Entries from an annotation dataset
┄┄┄┄┄┄

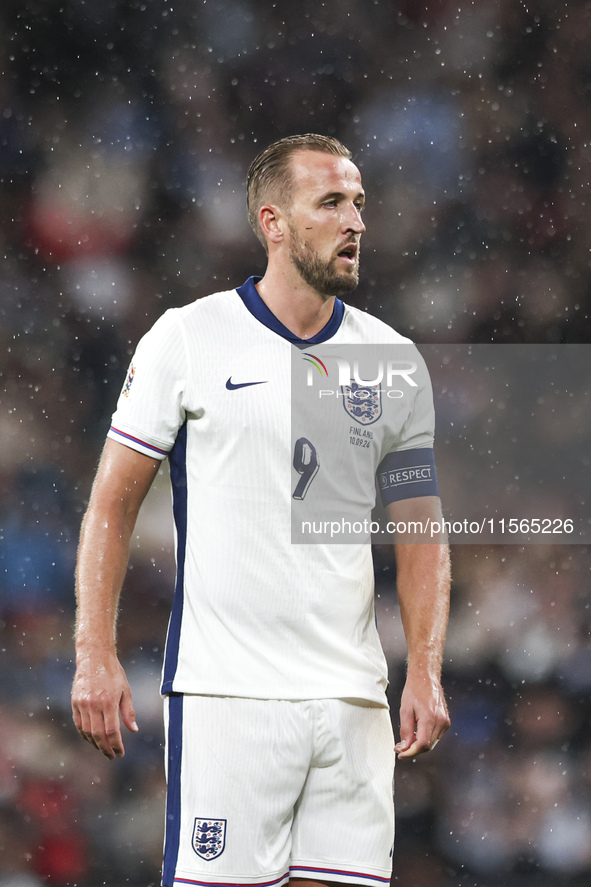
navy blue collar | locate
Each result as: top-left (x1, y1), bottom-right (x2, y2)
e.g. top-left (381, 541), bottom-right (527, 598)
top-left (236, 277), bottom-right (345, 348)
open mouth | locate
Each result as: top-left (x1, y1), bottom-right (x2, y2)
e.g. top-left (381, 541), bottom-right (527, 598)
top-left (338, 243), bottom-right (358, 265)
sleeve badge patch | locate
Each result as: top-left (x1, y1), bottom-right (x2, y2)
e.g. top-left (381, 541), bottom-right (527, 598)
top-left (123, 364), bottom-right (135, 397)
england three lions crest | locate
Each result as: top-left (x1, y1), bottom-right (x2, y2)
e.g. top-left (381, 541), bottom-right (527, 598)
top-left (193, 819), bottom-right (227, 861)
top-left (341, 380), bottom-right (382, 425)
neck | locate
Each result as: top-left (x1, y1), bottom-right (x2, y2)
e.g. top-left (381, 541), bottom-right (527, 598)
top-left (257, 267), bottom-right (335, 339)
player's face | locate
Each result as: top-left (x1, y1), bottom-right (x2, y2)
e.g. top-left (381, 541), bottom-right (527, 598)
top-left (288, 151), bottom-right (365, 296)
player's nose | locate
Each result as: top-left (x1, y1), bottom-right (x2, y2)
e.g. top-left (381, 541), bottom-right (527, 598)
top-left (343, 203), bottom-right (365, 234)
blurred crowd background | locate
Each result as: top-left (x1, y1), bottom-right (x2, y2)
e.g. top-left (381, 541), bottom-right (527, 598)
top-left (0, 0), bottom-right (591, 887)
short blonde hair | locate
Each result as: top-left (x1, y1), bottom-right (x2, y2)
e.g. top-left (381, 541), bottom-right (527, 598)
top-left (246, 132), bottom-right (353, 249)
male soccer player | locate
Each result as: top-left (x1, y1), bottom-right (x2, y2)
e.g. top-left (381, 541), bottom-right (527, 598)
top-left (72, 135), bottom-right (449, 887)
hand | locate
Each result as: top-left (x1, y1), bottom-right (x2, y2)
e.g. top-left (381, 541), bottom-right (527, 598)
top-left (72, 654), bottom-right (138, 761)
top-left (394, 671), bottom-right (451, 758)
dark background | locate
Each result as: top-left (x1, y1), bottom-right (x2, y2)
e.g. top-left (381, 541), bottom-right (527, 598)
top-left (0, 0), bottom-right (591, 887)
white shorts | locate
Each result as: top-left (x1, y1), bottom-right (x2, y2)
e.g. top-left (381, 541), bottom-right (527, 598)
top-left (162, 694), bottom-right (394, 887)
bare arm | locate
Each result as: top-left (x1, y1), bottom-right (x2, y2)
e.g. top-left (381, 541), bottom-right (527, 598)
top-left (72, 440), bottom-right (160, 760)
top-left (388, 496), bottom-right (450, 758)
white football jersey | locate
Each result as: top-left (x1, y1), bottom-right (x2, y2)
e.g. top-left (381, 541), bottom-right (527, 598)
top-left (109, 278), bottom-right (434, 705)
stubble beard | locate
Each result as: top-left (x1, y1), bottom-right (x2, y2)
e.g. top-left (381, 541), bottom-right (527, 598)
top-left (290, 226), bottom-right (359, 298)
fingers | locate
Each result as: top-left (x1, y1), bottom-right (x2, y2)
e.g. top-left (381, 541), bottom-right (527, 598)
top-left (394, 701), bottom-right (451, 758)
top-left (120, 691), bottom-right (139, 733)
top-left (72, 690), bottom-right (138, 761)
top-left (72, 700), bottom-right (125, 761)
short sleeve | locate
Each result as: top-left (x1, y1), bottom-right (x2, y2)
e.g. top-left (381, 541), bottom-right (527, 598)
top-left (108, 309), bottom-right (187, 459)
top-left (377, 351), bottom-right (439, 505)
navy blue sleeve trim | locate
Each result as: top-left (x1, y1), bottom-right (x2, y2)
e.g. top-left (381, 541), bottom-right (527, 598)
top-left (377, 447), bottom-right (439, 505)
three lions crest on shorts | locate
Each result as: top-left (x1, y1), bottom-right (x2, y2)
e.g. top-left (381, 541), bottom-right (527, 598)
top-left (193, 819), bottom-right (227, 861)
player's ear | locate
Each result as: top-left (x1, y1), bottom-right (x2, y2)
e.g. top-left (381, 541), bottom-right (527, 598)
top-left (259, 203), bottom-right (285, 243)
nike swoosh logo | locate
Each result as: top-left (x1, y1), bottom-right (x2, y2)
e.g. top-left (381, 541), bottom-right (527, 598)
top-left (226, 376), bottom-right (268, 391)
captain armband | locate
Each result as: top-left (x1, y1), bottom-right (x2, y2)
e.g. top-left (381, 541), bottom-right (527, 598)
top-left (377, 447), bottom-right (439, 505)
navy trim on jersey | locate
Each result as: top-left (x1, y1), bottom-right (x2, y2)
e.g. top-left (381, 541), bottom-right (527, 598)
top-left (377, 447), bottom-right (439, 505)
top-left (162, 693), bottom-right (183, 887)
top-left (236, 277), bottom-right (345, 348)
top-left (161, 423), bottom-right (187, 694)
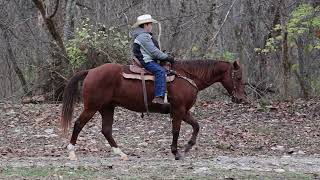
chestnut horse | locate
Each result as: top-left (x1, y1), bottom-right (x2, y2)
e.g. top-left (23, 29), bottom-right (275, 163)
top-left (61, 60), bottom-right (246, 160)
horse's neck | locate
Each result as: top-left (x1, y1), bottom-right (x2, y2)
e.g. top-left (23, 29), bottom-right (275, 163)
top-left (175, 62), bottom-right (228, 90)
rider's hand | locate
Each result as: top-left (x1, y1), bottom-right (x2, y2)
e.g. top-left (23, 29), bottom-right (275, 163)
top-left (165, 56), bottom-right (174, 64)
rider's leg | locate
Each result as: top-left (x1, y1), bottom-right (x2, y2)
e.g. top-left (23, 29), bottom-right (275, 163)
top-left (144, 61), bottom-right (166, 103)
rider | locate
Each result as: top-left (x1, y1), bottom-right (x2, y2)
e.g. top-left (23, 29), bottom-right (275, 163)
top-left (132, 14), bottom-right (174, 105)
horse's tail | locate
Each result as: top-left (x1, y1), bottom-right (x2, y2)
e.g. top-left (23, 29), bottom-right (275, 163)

┄┄┄┄┄┄

■ Problem
Can you give the data above again, with every "locate" swapped for "find" and nothing else altered? Leave the pictures out of your answer.

■ Right answer
navy blue collar | find
Each result as: top-left (x1, y1), bottom-right (x2, y2)
e.g. top-left (381, 541), bottom-right (527, 598)
top-left (236, 277), bottom-right (345, 348)
open mouth | find
Each result as: top-left (x1, y1), bottom-right (x2, y2)
e.g. top-left (381, 541), bottom-right (527, 598)
top-left (338, 243), bottom-right (358, 265)
sleeve badge patch | find
Each result as: top-left (x1, y1), bottom-right (x2, y2)
e.g. top-left (381, 541), bottom-right (527, 598)
top-left (123, 364), bottom-right (135, 397)
england three lions crest | find
Each result as: top-left (x1, y1), bottom-right (x2, y2)
e.g. top-left (381, 541), bottom-right (527, 598)
top-left (193, 819), bottom-right (227, 861)
top-left (341, 380), bottom-right (382, 425)
neck | find
Each result as: top-left (x1, y1), bottom-right (x2, y2)
e.g. top-left (381, 541), bottom-right (527, 598)
top-left (257, 267), bottom-right (335, 339)
player's face | find
Each result as: top-left (x1, y1), bottom-right (x2, y2)
e.g. top-left (381, 541), bottom-right (527, 598)
top-left (288, 151), bottom-right (365, 296)
player's nose | find
Each result as: top-left (x1, y1), bottom-right (x2, y2)
e.g. top-left (381, 541), bottom-right (527, 598)
top-left (343, 203), bottom-right (365, 234)
blurred crowd background | find
Each result as: top-left (x1, y1), bottom-right (x2, y2)
e.g. top-left (381, 541), bottom-right (527, 598)
top-left (0, 0), bottom-right (591, 887)
short blonde hair | find
Each result as: top-left (x1, y1), bottom-right (x2, y2)
e.g. top-left (381, 541), bottom-right (527, 598)
top-left (246, 132), bottom-right (353, 249)
male soccer player | find
Each result as: top-left (x1, y1), bottom-right (x2, y2)
e.g. top-left (381, 541), bottom-right (527, 598)
top-left (72, 135), bottom-right (449, 887)
hand | find
Each result as: top-left (x1, y1), bottom-right (x2, y2)
e.g. top-left (381, 541), bottom-right (527, 598)
top-left (72, 654), bottom-right (138, 761)
top-left (394, 671), bottom-right (451, 758)
dark background | find
Each result as: top-left (x1, y1), bottom-right (x2, y2)
e.g. top-left (381, 541), bottom-right (527, 598)
top-left (0, 0), bottom-right (591, 887)
white shorts | find
Each result as: top-left (x1, y1), bottom-right (x2, y2)
e.g. top-left (381, 541), bottom-right (527, 598)
top-left (162, 694), bottom-right (394, 887)
bare arm | find
Each result as: top-left (x1, y1), bottom-right (x2, y2)
e.g. top-left (381, 541), bottom-right (527, 598)
top-left (72, 440), bottom-right (160, 760)
top-left (388, 496), bottom-right (450, 758)
white football jersey | find
Each result as: top-left (x1, y1), bottom-right (x2, y2)
e.g. top-left (381, 541), bottom-right (527, 598)
top-left (109, 278), bottom-right (434, 705)
stubble beard | find
Each result as: top-left (x1, y1), bottom-right (x2, y2)
e.g. top-left (381, 541), bottom-right (527, 598)
top-left (290, 226), bottom-right (359, 298)
fingers | find
Each result as: top-left (x1, y1), bottom-right (x2, y2)
e.g. top-left (381, 541), bottom-right (527, 598)
top-left (394, 701), bottom-right (451, 758)
top-left (120, 691), bottom-right (139, 733)
top-left (72, 690), bottom-right (138, 761)
top-left (72, 700), bottom-right (125, 761)
short sleeve | find
Each result as: top-left (x1, y1), bottom-right (x2, y2)
e.g. top-left (381, 541), bottom-right (527, 598)
top-left (108, 309), bottom-right (187, 459)
top-left (377, 351), bottom-right (439, 505)
navy blue sleeve trim | find
Each result as: top-left (x1, y1), bottom-right (x2, y2)
e.g. top-left (381, 541), bottom-right (527, 598)
top-left (377, 447), bottom-right (439, 505)
three lions crest on shorts | find
Each result as: top-left (x1, y1), bottom-right (x2, y2)
e.g. top-left (381, 541), bottom-right (527, 598)
top-left (193, 819), bottom-right (227, 861)
player's ear | find
Each result as: top-left (x1, y1), bottom-right (x2, y2)
e.g. top-left (381, 541), bottom-right (527, 598)
top-left (259, 203), bottom-right (285, 243)
nike swoosh logo | find
Each result as: top-left (x1, y1), bottom-right (x2, y2)
e.g. top-left (381, 541), bottom-right (527, 598)
top-left (226, 376), bottom-right (268, 391)
captain armband | find
Each result as: top-left (x1, y1), bottom-right (x2, y2)
e.g. top-left (381, 541), bottom-right (527, 598)
top-left (377, 447), bottom-right (439, 505)
navy trim on jersey | find
Each result as: top-left (x1, y1), bottom-right (x2, y2)
e.g. top-left (381, 541), bottom-right (527, 598)
top-left (377, 447), bottom-right (439, 505)
top-left (162, 693), bottom-right (183, 887)
top-left (236, 277), bottom-right (345, 348)
top-left (161, 423), bottom-right (187, 694)
chestnut horse | find
Each result as: top-left (x1, y1), bottom-right (x2, y2)
e.g. top-left (23, 29), bottom-right (275, 163)
top-left (61, 60), bottom-right (246, 160)
horse's neck | find
Each result as: top-left (x1, y1), bottom-right (x2, y2)
e.g. top-left (23, 29), bottom-right (275, 163)
top-left (175, 62), bottom-right (228, 90)
rider's hand | find
Each result as: top-left (x1, y1), bottom-right (x2, y2)
e.g. top-left (23, 29), bottom-right (275, 163)
top-left (165, 56), bottom-right (174, 64)
rider's leg | find
Each result as: top-left (x1, y1), bottom-right (x2, y2)
e.g. top-left (23, 29), bottom-right (275, 163)
top-left (144, 61), bottom-right (166, 103)
rider | find
Each result as: top-left (x1, y1), bottom-right (x2, y2)
e.g. top-left (23, 29), bottom-right (275, 163)
top-left (132, 14), bottom-right (174, 105)
horse's tail | find
Each result as: top-left (x1, y1), bottom-right (x2, y2)
e.g. top-left (23, 29), bottom-right (275, 163)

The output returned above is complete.